-------- RECORDS SUPPLIED
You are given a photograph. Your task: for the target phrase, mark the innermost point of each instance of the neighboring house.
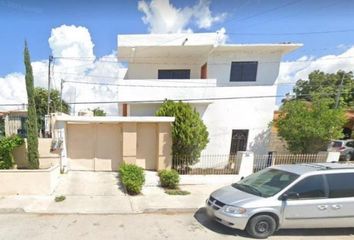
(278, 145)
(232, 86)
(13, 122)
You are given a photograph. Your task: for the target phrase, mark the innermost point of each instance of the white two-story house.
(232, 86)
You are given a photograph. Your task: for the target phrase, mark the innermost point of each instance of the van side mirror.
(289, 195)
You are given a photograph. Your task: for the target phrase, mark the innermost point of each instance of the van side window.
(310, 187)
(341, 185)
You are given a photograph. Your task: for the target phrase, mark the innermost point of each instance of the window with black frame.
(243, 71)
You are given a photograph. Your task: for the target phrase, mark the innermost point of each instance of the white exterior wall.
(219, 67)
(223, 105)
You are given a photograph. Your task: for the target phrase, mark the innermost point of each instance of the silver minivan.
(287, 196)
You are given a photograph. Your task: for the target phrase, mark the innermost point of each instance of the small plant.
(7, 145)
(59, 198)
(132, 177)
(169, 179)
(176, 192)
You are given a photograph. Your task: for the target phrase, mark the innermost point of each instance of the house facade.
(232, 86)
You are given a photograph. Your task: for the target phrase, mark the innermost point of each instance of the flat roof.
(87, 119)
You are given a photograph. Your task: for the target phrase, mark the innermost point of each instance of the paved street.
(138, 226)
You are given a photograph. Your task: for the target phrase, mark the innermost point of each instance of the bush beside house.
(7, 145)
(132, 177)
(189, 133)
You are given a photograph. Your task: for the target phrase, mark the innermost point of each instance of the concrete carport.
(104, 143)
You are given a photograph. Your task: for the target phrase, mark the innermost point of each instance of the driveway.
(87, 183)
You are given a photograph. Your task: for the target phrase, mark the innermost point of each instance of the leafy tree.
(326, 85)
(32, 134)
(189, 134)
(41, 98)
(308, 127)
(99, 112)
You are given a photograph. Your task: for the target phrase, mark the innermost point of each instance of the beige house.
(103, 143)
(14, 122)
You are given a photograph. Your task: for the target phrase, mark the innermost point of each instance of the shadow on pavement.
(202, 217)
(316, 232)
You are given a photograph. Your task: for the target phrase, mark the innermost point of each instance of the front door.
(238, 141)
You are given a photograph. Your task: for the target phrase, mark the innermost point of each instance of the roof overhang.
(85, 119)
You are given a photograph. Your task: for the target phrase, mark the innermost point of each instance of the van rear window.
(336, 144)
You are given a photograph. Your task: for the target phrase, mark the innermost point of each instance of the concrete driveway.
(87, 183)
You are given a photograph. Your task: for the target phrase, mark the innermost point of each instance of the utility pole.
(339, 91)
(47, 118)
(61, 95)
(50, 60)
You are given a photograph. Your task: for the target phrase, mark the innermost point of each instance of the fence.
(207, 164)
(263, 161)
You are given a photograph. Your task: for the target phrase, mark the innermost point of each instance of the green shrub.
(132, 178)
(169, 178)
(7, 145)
----------------
-------- RECORDS SUPPLIED
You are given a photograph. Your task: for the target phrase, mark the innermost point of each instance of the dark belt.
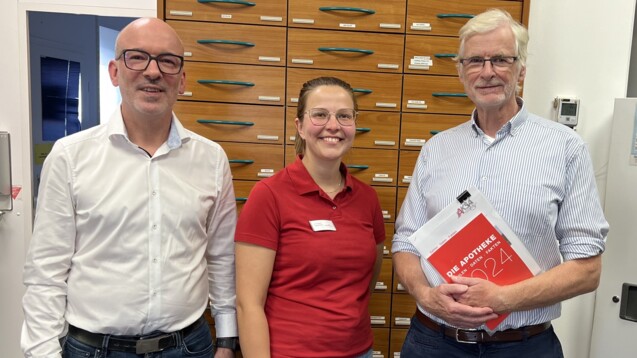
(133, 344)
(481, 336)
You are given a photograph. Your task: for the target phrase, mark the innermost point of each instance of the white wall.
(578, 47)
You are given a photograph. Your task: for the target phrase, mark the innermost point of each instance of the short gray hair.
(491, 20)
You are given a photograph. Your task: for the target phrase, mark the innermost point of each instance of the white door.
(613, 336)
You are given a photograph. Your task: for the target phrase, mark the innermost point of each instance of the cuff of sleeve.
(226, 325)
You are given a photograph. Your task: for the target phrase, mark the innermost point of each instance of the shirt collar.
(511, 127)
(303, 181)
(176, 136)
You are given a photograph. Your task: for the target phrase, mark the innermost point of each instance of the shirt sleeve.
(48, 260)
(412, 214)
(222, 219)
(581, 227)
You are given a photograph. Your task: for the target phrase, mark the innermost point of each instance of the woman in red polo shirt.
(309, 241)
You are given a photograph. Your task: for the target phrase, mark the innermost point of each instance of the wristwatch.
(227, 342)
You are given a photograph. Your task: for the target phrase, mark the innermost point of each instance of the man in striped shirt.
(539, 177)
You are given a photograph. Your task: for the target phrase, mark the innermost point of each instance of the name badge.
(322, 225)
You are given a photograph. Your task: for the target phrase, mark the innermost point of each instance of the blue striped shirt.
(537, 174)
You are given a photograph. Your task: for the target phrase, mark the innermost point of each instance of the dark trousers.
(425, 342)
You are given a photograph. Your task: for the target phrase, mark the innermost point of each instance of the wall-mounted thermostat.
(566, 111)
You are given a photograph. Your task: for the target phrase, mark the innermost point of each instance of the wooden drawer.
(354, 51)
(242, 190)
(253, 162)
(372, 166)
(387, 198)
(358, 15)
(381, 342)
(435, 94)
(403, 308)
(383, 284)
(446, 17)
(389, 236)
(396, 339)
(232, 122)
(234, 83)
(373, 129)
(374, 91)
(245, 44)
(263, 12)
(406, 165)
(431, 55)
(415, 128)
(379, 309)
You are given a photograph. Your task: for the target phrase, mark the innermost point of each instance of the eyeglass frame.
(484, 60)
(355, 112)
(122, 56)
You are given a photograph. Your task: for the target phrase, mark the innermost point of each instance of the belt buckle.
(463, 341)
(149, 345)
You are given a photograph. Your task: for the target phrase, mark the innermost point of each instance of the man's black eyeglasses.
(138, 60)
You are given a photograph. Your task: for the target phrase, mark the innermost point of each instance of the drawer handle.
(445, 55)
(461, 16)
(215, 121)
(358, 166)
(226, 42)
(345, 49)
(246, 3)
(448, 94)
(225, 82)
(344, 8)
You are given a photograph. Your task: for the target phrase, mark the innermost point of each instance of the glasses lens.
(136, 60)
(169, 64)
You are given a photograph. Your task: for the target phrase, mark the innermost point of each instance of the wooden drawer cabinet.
----------------
Please rewrite the lines from the one with "the dark trousers." up to and including the one with "wooden drawer cabinet.", keeping the requests as they are. Multiply every coordinate in the answers by 2.1 and round each result to a whole number, with halves rounded up.

[TASK OUTPUT]
You are given a photograph. Your task: for the target phrase, mark the innermost point of each instance of the dark trousers.
(893, 718)
You are given a photograph. Your task: for the target phrase, mark the innermost point of each instance of the wall-mounted thermostat.
(1189, 233)
You are given a photograph. Your task: for the target phrase, mark the innermost point of each instance of the wooden drawer.
(743, 107)
(508, 399)
(531, 340)
(781, 349)
(813, 416)
(752, 32)
(800, 718)
(914, 197)
(846, 647)
(804, 596)
(937, 36)
(817, 496)
(832, 712)
(487, 256)
(491, 174)
(783, 271)
(785, 191)
(515, 92)
(552, 25)
(853, 347)
(905, 116)
(872, 269)
(796, 649)
You are given a photograph. Your task: for the target phrase, mark the innermost point of each instance of the eyeglass frame.
(1016, 126)
(746, 235)
(256, 118)
You are given a photograph. Your task: for the target phrase, mark the innermost point of each instance of the belt buckle.
(972, 716)
(313, 725)
You are given a photograph. Your task: for the target phrase, mark the innermost point of each instance of the man's black eyeglasses.
(290, 126)
You are given a photograph. Your task: for the target phrase, mark the innermost point of each instance of the drawer handle.
(935, 116)
(968, 34)
(452, 254)
(752, 349)
(475, 88)
(725, 103)
(517, 6)
(941, 197)
(473, 172)
(722, 17)
You are given a photograph. Your task: for the target phrase, mark the innermost point of each instance of the glasses lens.
(286, 126)
(355, 134)
You are given a photograph. Your task: for the target phrase, mark the innermost point of each instance of the wooden drawer cabinet.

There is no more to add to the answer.